Please duplicate the items below word for word, starting at the first line of the items and ending at the line that contains "<point>355,124</point>", with that line included. Omit the pictures from your answer.

## Begin SOURCE RECORDS

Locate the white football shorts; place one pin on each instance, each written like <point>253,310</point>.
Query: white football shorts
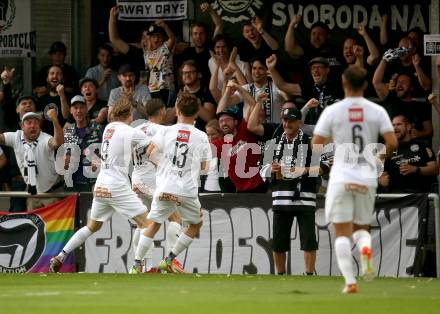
<point>107,200</point>
<point>342,205</point>
<point>164,204</point>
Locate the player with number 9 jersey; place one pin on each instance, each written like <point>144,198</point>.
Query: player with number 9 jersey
<point>355,124</point>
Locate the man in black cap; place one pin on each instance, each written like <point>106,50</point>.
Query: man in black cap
<point>324,90</point>
<point>138,93</point>
<point>159,62</point>
<point>57,54</point>
<point>317,46</point>
<point>288,160</point>
<point>81,137</point>
<point>97,108</point>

## End SOURCE RECORDS

> [RESULT OF THIS TASK]:
Locate the white football shorts; place one pin on each instance, each written like <point>253,310</point>.
Query: white football shorts
<point>107,200</point>
<point>342,205</point>
<point>164,204</point>
Locate the player with number 9 jersey; place one pin on each instance, each written like <point>144,198</point>.
Query: player with number 9 jersey
<point>355,124</point>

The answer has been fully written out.